What this task involves: After finding the line with "Write each point like <point>169,119</point>." in the data below, set down exactly each line through the one with "Where can you see the dog's neck?", inclusive, and stop there.

The records:
[Start of Attachment]

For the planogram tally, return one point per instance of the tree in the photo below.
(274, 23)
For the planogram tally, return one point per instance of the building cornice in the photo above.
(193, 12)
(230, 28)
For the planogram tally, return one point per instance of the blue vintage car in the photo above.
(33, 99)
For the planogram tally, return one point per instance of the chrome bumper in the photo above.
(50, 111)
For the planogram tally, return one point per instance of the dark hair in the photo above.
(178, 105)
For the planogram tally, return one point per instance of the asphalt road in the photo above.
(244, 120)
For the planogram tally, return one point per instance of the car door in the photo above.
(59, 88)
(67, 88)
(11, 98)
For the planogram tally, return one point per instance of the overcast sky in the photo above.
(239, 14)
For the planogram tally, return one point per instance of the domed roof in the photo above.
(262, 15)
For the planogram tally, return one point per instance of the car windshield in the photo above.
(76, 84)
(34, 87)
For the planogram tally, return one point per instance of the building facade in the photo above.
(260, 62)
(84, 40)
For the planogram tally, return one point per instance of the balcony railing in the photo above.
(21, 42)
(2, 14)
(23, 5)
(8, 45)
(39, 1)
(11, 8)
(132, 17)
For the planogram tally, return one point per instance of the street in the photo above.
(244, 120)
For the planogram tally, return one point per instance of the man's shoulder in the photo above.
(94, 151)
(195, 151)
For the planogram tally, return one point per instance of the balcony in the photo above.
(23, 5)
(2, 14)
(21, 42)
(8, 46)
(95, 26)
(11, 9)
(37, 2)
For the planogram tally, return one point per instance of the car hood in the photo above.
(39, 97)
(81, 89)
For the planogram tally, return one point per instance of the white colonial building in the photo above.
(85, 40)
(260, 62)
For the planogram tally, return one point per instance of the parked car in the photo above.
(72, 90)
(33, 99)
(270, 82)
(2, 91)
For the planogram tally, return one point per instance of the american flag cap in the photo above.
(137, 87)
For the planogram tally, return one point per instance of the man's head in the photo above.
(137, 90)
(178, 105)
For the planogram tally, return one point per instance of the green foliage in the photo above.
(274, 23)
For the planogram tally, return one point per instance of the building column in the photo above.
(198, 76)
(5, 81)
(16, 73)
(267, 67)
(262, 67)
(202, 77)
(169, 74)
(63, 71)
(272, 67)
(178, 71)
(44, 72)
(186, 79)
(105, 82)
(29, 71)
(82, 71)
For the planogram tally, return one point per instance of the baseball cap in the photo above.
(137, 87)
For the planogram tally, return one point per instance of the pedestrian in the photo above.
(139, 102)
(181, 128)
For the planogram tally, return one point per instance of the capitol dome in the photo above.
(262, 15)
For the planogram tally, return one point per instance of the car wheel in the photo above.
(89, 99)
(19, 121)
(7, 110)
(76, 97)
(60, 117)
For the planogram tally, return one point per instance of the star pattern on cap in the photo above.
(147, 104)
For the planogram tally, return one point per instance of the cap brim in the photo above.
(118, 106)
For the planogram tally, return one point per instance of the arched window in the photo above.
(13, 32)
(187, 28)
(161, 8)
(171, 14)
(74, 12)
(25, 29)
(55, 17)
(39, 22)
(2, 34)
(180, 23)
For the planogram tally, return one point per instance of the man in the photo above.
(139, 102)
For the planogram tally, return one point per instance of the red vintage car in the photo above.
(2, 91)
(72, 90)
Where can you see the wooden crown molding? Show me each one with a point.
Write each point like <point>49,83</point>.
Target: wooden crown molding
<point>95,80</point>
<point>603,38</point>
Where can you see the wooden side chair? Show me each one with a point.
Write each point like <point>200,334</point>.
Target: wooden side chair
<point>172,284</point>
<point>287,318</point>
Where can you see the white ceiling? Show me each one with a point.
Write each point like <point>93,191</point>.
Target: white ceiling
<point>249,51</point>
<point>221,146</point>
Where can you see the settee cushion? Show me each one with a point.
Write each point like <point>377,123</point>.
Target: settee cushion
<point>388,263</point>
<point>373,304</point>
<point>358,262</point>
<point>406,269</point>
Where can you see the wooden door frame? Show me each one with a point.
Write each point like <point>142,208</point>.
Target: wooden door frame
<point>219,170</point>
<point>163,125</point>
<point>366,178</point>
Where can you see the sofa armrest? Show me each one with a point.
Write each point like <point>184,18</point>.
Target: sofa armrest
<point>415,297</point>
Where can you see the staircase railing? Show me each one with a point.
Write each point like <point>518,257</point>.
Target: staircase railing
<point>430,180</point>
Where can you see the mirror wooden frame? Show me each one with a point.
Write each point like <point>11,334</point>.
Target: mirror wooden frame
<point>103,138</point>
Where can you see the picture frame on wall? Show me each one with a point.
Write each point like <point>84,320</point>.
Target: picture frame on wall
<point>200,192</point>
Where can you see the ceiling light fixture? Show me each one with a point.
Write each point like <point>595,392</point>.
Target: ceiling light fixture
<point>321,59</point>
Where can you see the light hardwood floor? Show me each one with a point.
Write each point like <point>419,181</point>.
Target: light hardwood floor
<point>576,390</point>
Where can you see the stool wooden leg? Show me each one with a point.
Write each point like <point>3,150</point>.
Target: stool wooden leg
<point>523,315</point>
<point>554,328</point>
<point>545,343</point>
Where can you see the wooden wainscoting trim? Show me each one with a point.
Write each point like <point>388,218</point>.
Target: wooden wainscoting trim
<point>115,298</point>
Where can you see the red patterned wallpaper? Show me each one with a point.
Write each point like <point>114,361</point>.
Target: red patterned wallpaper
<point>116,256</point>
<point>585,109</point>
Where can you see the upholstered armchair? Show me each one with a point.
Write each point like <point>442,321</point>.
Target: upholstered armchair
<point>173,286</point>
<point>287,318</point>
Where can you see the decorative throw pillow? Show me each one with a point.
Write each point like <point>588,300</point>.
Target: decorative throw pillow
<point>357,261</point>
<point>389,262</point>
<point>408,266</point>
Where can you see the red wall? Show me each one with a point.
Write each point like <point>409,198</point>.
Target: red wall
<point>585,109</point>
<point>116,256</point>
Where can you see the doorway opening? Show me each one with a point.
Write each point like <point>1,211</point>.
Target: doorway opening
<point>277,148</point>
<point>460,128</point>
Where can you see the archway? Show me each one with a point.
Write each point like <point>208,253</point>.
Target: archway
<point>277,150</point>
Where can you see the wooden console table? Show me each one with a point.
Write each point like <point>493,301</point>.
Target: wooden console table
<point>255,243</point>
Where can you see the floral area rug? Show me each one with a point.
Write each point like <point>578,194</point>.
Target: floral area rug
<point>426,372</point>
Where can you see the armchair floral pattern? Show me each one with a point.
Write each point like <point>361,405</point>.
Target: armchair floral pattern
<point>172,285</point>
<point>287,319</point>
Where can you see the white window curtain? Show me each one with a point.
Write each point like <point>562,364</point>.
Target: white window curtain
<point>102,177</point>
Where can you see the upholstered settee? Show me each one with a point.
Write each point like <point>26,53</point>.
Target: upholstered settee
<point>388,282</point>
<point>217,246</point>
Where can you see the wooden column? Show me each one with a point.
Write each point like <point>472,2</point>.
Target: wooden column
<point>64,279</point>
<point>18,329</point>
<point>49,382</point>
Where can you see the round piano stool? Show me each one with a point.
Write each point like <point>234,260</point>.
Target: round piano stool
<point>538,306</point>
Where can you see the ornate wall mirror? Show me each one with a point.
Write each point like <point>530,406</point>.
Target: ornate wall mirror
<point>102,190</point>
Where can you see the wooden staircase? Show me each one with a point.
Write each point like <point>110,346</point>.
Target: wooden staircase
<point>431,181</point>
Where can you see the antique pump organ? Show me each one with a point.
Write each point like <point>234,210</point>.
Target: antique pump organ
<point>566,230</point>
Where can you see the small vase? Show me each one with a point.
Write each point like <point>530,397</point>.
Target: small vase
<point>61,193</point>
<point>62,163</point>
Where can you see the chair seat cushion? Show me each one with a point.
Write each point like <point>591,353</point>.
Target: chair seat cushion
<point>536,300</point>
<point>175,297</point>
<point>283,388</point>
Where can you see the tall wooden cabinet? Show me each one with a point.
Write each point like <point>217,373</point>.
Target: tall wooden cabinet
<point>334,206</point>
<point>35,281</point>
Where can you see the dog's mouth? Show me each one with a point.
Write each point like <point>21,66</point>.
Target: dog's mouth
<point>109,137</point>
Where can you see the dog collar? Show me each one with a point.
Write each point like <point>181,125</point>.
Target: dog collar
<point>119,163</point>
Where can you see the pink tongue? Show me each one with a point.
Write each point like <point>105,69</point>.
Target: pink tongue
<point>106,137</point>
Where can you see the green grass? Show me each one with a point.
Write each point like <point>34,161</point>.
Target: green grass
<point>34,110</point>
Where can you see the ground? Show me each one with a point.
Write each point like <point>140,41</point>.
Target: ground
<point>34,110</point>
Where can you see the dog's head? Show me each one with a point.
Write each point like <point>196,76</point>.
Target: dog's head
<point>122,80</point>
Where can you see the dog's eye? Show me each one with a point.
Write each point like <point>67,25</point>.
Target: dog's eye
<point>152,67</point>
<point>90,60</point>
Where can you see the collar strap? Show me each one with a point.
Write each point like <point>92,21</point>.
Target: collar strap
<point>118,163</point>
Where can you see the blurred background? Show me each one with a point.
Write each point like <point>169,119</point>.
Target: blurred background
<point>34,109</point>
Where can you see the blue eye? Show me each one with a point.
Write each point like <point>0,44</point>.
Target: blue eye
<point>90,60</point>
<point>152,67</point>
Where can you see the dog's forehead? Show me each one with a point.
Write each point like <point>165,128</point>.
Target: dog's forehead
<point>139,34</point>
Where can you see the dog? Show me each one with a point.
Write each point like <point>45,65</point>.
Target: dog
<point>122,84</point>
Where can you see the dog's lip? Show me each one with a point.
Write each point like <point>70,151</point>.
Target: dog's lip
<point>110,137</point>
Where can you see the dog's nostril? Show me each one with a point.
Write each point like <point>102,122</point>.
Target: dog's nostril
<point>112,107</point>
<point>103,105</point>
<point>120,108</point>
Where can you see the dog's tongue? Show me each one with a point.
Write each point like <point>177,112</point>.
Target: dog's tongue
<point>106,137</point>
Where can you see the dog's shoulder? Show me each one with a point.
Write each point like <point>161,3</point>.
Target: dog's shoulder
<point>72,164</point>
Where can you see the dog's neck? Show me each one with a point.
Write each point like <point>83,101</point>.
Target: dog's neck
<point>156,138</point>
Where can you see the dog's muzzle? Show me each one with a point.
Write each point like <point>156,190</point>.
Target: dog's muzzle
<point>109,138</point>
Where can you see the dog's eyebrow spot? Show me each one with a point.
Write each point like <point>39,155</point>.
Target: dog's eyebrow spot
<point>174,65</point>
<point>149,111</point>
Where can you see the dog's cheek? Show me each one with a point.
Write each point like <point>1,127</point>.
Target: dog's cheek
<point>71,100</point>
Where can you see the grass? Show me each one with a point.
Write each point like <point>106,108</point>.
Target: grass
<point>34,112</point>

[End of Attachment]

Finished task:
Write each point like <point>169,119</point>.
Target: blurred background
<point>34,109</point>
Where can you see the blue eye? Show me each one with a point.
Write each point like <point>0,44</point>.
Target: blue eye
<point>90,60</point>
<point>152,67</point>
Where can you see the dog's forehead? Show me each one with a point.
Write each point like <point>165,128</point>.
Target: dog's forehead
<point>139,34</point>
Where can you see the dog? Show me each one with a point.
Write each point like <point>45,65</point>.
Target: dog
<point>122,84</point>
Where can you see the dog's lip? Show me each one with a point.
Write each point like <point>70,151</point>.
Target: dog's lip
<point>110,137</point>
Where can you see the dog's nostril? Show me each one with a point.
Write each point like <point>102,122</point>.
Target: dog's nostril
<point>112,107</point>
<point>103,105</point>
<point>120,108</point>
Where can you see the dog's tongue? Show me each one with a point.
Write each point like <point>177,112</point>.
Target: dog's tongue
<point>106,137</point>
Where can you see the dog's shoulder? Show me each one with a point.
Write each point like <point>161,3</point>.
Target: dog's shoulder
<point>72,164</point>
Where can you see the dog's neck? Show me each one with a point.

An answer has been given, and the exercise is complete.